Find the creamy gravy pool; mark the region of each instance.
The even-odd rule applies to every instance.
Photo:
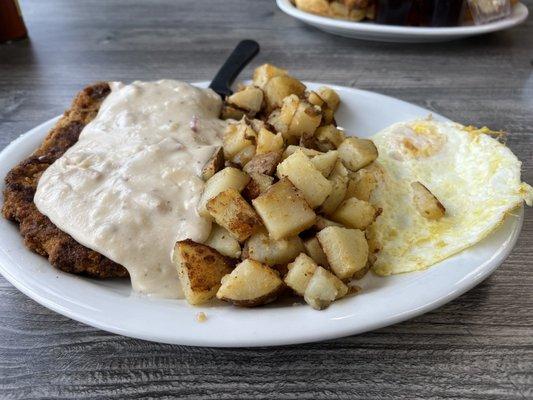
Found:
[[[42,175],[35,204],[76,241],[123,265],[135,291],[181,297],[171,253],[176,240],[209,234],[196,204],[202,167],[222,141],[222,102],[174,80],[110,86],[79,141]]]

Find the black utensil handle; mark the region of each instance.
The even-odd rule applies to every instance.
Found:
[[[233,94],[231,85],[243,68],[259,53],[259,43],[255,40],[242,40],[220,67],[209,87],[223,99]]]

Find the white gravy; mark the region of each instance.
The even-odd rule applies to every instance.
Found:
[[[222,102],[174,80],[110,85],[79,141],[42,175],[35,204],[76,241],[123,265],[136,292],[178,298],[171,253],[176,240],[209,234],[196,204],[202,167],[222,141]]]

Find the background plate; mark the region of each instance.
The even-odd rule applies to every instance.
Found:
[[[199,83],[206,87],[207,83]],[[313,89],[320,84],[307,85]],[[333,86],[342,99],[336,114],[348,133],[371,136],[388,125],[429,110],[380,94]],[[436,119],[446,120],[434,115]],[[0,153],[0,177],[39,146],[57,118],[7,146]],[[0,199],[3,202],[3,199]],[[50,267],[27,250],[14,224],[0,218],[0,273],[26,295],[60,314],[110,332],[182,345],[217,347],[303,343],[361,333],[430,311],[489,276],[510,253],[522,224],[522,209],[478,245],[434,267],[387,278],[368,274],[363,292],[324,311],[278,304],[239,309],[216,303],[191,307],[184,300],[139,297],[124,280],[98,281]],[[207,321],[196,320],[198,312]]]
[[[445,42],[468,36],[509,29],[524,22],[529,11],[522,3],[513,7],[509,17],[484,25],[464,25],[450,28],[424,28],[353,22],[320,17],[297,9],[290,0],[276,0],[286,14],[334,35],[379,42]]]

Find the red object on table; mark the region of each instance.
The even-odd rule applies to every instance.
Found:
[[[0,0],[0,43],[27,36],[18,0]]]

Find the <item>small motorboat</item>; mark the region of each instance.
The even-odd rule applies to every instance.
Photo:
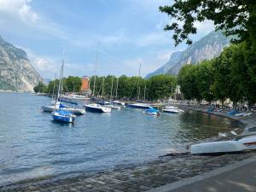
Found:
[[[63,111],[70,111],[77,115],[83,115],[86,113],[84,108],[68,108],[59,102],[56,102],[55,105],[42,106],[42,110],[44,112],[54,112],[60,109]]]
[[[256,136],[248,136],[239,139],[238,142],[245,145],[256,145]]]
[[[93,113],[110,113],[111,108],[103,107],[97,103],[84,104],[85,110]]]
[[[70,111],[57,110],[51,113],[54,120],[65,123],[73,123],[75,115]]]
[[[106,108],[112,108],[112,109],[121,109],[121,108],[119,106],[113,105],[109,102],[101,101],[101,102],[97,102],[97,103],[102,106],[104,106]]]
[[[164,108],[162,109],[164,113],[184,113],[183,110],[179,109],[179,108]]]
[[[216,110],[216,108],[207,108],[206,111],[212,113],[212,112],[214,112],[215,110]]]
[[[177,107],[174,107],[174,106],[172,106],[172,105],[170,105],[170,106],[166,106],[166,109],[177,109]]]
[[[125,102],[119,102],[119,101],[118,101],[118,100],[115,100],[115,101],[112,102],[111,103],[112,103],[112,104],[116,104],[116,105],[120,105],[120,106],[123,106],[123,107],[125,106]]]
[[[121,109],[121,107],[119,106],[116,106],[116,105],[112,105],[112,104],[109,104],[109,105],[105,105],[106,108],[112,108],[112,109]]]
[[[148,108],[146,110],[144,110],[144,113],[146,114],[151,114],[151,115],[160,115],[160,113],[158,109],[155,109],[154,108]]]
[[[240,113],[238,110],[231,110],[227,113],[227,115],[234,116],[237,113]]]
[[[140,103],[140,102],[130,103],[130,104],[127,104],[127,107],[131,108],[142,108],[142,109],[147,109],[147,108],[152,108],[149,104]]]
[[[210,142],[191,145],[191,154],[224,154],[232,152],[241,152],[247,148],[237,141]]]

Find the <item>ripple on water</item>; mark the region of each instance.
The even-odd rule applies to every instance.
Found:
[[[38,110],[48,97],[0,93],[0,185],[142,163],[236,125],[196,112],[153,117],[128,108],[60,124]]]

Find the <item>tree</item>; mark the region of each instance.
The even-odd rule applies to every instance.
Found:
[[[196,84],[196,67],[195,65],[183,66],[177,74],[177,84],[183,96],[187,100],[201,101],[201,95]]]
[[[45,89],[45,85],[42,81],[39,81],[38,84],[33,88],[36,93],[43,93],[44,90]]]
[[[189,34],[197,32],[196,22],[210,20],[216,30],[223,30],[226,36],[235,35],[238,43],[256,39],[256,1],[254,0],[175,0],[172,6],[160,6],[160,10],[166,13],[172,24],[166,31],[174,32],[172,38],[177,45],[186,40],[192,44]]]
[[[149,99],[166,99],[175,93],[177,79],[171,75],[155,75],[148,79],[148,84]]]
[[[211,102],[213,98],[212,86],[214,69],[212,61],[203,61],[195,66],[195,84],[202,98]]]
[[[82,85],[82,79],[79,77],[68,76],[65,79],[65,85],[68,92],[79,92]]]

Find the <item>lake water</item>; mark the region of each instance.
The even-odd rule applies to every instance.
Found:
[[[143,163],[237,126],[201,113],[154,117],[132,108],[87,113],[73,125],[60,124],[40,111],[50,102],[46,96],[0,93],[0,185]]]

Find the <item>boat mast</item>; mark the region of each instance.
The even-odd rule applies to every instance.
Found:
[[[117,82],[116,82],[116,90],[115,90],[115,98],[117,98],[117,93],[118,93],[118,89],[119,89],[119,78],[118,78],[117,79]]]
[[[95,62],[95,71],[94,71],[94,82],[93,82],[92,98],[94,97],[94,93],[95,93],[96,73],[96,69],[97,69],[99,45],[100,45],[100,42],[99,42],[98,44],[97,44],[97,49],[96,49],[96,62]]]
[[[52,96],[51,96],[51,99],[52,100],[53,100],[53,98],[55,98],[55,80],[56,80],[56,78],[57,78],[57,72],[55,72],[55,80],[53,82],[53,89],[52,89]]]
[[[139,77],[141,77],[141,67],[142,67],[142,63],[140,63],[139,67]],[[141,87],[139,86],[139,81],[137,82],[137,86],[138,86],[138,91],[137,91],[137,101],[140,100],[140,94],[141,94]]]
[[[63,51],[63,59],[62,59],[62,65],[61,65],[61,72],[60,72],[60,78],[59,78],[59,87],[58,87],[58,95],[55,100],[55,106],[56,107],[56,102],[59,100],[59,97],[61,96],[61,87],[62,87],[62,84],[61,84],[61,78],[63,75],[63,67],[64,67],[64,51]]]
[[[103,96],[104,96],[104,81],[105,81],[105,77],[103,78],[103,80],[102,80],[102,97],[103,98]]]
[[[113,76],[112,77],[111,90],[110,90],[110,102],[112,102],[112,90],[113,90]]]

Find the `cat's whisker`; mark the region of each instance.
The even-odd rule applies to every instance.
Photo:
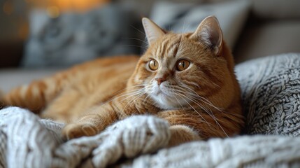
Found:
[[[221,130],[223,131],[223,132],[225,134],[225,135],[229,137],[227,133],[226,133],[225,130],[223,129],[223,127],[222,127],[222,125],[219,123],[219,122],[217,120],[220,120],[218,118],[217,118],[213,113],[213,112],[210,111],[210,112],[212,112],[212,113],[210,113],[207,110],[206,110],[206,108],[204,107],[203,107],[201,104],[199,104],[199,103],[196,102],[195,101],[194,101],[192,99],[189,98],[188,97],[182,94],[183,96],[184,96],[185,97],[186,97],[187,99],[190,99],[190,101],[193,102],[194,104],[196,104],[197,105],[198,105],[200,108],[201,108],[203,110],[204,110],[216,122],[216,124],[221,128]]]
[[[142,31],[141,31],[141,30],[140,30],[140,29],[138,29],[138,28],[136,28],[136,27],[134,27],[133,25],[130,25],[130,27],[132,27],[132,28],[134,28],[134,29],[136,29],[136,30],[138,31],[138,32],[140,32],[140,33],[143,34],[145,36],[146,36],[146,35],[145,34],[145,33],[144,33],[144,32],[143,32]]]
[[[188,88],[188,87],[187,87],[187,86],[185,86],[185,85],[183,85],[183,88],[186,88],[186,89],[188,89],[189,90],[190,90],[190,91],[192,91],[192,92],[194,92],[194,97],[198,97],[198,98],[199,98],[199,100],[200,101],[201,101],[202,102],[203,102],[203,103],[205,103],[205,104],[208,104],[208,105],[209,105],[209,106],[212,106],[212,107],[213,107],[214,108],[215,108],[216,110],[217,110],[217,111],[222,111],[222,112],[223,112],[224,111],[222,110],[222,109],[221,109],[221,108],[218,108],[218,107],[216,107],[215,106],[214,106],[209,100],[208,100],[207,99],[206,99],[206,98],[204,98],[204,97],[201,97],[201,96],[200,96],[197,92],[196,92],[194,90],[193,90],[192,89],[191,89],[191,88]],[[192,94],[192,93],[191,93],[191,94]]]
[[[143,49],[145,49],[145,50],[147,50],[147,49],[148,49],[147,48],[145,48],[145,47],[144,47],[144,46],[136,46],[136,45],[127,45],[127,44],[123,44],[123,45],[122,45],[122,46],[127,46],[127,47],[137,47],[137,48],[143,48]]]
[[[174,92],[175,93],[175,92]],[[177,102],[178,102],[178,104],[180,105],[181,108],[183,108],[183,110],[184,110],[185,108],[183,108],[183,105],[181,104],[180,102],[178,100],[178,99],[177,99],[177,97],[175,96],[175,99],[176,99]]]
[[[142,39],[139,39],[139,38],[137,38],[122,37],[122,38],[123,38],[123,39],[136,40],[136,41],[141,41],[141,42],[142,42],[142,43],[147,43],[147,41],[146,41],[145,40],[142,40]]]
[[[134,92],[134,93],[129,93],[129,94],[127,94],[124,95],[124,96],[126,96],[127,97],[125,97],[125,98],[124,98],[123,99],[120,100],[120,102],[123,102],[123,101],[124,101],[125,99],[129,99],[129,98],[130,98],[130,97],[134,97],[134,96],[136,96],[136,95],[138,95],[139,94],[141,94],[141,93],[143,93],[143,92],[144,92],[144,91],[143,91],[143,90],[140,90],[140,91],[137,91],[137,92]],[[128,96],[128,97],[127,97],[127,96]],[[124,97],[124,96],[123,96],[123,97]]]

####################

Reproduce the material between the lines holding "Find the white" and "[[[0,0],[0,43],[27,36],[18,0]]]", inclusive, with the requests kept as they are. Scale every coordinate in the answers by 0.55 and round each result to a whole number, with halves rounded up, and give only those lines.

Find the white gravy; mark the region of each instance.
The even-odd rule applies to every instance.
Found:
[[[122,56],[96,44],[61,47],[43,78],[23,96],[19,112],[42,133],[68,146],[75,161],[98,164],[94,139],[97,132],[115,129],[108,112],[111,92],[122,78]]]

Find the background plate; mark the region of each instance.
The even-odd rule applies to every instance.
Found:
[[[109,46],[113,48],[114,46]],[[172,49],[176,46],[169,47]],[[183,47],[188,54],[185,63],[191,73],[204,75],[213,69],[236,61],[209,52]],[[240,65],[245,66],[239,63]],[[0,84],[0,97],[21,80],[31,65],[4,80]],[[0,109],[2,111],[2,109]],[[28,147],[15,138],[8,123],[0,120],[0,150],[14,162],[33,173],[61,183],[100,190],[119,191],[167,189],[199,183],[237,171],[269,152],[281,139],[287,123],[287,115],[263,135],[239,147],[213,153],[202,151],[200,161],[178,171],[153,167],[131,170],[119,167],[105,169],[101,165],[76,163],[68,154],[54,155]],[[114,177],[108,176],[109,172]]]
[[[245,23],[257,20],[280,16],[288,12],[291,6],[287,2],[282,4],[280,9],[266,14],[255,14],[248,15],[233,15],[194,12],[176,9],[163,5],[160,0],[152,0],[157,8],[184,19],[208,23]]]

Find the red object on table; mark the region of each instance.
The even-odd rule applies to every instance.
Found:
[[[0,0],[0,24],[15,20],[10,0]]]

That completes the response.